— WHAT IS REQUIRED —
Copy the records word for word, from the very start down through the line that contains "66 74 90 112", with that line included.

— RECORD EXCERPTS —
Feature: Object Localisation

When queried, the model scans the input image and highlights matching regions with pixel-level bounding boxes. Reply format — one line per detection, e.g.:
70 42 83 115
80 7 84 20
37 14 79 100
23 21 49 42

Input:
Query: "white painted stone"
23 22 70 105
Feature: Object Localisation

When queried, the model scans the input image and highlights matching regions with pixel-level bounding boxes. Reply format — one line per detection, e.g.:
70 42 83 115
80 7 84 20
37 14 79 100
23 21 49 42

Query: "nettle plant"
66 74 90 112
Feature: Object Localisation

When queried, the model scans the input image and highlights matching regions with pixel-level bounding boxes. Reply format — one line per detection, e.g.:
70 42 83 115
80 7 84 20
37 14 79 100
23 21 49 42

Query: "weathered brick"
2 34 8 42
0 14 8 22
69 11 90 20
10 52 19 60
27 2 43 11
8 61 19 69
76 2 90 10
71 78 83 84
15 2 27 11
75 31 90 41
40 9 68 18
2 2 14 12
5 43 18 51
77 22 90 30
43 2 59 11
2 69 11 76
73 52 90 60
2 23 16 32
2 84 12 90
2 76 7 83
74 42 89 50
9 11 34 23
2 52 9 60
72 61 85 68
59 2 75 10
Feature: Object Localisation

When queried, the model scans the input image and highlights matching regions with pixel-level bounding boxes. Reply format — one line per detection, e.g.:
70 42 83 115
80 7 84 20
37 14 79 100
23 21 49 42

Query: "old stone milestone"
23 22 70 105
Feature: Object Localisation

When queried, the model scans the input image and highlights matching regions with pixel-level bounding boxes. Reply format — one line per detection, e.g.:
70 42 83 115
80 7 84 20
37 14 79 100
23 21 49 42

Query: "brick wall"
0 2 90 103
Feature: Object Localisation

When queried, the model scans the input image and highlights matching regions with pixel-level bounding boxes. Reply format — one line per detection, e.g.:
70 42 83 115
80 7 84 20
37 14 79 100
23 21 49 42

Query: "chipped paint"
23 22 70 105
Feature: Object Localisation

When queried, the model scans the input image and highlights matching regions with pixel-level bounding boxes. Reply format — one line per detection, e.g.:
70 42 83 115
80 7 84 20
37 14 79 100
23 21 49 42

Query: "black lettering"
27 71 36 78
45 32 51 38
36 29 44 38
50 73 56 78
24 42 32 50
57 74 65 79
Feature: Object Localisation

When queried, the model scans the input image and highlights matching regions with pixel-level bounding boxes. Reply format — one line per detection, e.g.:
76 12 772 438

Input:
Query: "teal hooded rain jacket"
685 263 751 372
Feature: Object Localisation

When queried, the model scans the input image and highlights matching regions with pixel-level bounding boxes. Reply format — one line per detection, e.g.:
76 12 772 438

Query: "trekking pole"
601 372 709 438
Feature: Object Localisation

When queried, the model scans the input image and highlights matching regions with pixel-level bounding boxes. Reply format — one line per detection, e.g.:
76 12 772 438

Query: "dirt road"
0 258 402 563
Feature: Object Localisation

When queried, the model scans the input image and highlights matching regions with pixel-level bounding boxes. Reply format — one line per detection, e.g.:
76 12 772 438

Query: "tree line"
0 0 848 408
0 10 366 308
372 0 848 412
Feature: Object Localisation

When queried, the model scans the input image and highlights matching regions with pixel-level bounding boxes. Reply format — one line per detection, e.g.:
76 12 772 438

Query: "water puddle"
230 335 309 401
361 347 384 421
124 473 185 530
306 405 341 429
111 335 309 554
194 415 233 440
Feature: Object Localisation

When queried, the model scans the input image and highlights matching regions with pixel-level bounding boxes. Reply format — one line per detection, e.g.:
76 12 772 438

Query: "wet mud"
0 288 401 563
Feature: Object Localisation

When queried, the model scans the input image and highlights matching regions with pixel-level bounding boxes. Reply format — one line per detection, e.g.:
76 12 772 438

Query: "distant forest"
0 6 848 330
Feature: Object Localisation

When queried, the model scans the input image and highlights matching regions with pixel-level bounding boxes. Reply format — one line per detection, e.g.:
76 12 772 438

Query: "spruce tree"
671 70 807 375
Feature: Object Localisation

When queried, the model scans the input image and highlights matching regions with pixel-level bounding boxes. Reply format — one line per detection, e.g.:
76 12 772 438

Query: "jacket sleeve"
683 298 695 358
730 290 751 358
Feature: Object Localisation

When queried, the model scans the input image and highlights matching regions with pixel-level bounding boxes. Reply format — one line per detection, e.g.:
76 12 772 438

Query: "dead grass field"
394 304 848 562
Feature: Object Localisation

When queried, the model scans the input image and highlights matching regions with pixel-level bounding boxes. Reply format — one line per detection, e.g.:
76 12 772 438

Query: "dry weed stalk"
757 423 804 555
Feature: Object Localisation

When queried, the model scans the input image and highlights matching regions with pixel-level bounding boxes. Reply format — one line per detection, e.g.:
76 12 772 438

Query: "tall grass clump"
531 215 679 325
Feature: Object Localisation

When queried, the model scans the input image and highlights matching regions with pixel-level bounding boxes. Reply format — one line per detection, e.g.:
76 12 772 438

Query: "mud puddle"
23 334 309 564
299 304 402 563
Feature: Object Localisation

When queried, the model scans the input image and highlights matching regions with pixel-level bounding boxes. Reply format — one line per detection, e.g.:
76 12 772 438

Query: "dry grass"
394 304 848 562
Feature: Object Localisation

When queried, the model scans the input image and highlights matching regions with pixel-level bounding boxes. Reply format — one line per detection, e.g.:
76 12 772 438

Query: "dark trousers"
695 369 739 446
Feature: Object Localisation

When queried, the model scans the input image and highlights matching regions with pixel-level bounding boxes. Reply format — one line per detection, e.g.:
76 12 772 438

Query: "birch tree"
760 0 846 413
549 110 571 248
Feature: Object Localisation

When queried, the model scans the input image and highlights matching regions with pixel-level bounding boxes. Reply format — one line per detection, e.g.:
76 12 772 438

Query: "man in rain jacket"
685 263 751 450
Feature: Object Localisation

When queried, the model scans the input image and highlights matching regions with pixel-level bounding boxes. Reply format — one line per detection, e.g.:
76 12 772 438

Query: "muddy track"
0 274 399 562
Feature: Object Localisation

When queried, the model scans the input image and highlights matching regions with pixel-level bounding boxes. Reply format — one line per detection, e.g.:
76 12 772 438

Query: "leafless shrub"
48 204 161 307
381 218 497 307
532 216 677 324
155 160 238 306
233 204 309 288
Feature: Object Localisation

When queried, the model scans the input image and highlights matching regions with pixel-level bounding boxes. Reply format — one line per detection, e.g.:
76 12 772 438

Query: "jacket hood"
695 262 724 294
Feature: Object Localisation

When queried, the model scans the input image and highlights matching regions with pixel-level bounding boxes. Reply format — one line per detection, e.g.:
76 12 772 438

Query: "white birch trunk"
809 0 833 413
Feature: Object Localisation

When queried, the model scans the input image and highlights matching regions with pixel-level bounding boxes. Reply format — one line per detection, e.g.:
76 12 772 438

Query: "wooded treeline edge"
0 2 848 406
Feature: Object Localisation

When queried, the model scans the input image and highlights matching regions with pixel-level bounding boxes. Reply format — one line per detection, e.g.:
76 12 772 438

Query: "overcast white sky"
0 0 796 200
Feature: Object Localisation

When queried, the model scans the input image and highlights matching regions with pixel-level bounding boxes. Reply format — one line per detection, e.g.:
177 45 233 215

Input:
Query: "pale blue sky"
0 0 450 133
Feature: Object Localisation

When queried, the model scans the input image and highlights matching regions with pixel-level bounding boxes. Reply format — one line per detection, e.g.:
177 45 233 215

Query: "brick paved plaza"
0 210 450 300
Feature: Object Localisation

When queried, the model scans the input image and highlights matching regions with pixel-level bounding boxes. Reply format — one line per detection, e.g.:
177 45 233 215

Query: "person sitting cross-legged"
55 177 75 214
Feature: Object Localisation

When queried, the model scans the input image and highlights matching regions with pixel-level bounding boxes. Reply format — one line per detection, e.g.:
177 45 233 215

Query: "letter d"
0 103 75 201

— RESPONSE FOR THIS EXERCISE —
Feature: Object Localisation

When queried, the model scans the input image and highlights matching regions with pixel-level bounding boxes. Reply format — one line per detection, e.g.:
70 42 83 115
80 7 84 20
37 14 79 100
23 21 49 42

Input:
Query: "white painted stone"
23 22 70 105
Feature: Object Localisation

When queried, the model scans the input image and highlights matching regions with pixel-level bounding boxes. Reply format — one line per detection, e.g.:
70 42 83 115
80 7 84 20
37 14 79 100
23 21 49 42

Query: "nettle plant"
66 74 90 112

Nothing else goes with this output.